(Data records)
* * * * * * * * *

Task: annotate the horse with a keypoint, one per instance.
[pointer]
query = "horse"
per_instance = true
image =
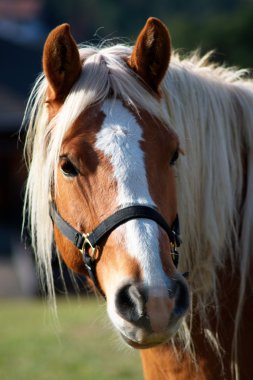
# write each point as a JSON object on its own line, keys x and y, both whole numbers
{"x": 122, "y": 143}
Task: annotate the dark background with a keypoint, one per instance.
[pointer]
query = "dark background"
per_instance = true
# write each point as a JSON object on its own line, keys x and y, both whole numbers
{"x": 225, "y": 26}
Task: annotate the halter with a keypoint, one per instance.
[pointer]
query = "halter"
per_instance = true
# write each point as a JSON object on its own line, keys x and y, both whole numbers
{"x": 88, "y": 244}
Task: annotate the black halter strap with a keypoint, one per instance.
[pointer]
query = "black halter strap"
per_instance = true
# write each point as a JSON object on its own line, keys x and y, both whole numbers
{"x": 88, "y": 244}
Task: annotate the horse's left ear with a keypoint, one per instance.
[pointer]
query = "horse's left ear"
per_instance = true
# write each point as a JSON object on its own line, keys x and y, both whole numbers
{"x": 61, "y": 62}
{"x": 151, "y": 54}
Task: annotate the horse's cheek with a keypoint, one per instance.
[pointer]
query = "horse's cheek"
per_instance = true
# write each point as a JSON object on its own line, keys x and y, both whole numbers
{"x": 71, "y": 256}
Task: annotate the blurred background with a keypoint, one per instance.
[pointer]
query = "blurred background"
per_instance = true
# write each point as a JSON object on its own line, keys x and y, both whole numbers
{"x": 28, "y": 347}
{"x": 223, "y": 25}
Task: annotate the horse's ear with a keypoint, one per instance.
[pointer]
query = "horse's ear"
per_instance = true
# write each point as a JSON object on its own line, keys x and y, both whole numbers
{"x": 61, "y": 62}
{"x": 151, "y": 53}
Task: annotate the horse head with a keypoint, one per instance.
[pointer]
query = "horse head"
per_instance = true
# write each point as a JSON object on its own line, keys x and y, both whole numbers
{"x": 117, "y": 155}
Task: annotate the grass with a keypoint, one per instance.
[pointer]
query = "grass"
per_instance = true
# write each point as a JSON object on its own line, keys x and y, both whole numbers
{"x": 84, "y": 348}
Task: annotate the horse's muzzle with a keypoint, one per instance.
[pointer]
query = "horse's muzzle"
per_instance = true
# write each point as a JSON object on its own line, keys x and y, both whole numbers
{"x": 151, "y": 316}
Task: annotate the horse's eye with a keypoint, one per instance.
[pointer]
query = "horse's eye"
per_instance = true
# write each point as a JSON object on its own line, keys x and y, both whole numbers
{"x": 174, "y": 158}
{"x": 68, "y": 168}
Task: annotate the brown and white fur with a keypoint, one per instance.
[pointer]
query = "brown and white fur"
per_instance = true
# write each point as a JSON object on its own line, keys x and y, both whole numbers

* * * * * * * * *

Given problem. Write out every entry again word for word, without any of the pictures.

Response to this task.
Task: annotate the horse with a keypoint, one per instance.
[pointer]
query = "horse"
per_instance = true
image =
# write each point as a JSON object on its own line, keys x and y, both whole numbers
{"x": 122, "y": 143}
Task: annotate the dark background with a keypoint, one per instance.
[pointer]
query = "dark background"
per_instance = true
# write each point as a JSON object on its own line, keys x and y, both whole numbers
{"x": 225, "y": 26}
Task: annotate the halter with a keypoint, one per instance.
[pointer]
query = "halter"
per_instance = true
# write each point as a JSON object on its own line, keys x and y, both whole numbers
{"x": 88, "y": 244}
Task: annotate the black halter strap with a keypoint, one per instance.
[pointer]
query = "black halter strap"
per_instance = true
# write each point as a JSON object on its own line, keys x and y, both whole numbers
{"x": 88, "y": 244}
Task: annotate the horse's left ear with a keypoint, one per instance.
[pointer]
query = "horse's left ear"
per_instance = true
# write each point as a JSON object on its own line, keys x and y, both whole numbers
{"x": 61, "y": 62}
{"x": 151, "y": 54}
Task: annotate the horse's cheek with a keypoint, one per instance.
[pointer]
query = "horse's cheek"
per_instance = true
# write each point as a JSON object on its own line, keys x and y, both whole numbers
{"x": 71, "y": 256}
Task: annotate the blurred background with a keypoint, one per instance.
[pointer]
query = "blurred background"
per_instance = true
# write each point as a JSON object on its own line, keys x and y, both whole numbers
{"x": 28, "y": 347}
{"x": 223, "y": 25}
Task: annotate the horse's ear with a keypoint, one per instance.
[pointer]
query = "horse's ear"
per_instance = true
# write each point as a JSON object on its own line, keys x and y, both whole numbers
{"x": 61, "y": 62}
{"x": 151, "y": 53}
Task: annotate the horse head with a keypoint, one per instance.
[pointer]
query = "horse head"
per_instance = true
# write each point as a JSON object on its own line, keys x and y, both whole numbers
{"x": 117, "y": 155}
Task: annotate the grass with a keypoint, one per instance.
[pointer]
query = "grass"
per_instance = true
# write each point as a JSON object on its own line, keys x and y, both whole numbers
{"x": 84, "y": 348}
Task: annotate the horse's muzzle with a keypoint, one per instance.
[pointer]
query = "horse's muzzle"
per_instance = true
# write each point as a JSON object on its own line, keys x and y, both whole numbers
{"x": 151, "y": 316}
Task: annotate the horse's eye with a keypoint, one per instance.
[pointer]
query = "horse's eye"
per_instance = true
# write each point as a JSON object on its own line, keys x and y, both whole numbers
{"x": 174, "y": 158}
{"x": 68, "y": 168}
Task: annotate the brown and white fur with a keypoint, one per instance.
[pointer]
query = "brown and white fur"
per_instance = true
# write each point as a JSON object on its own line, keys x and y, both whole numbers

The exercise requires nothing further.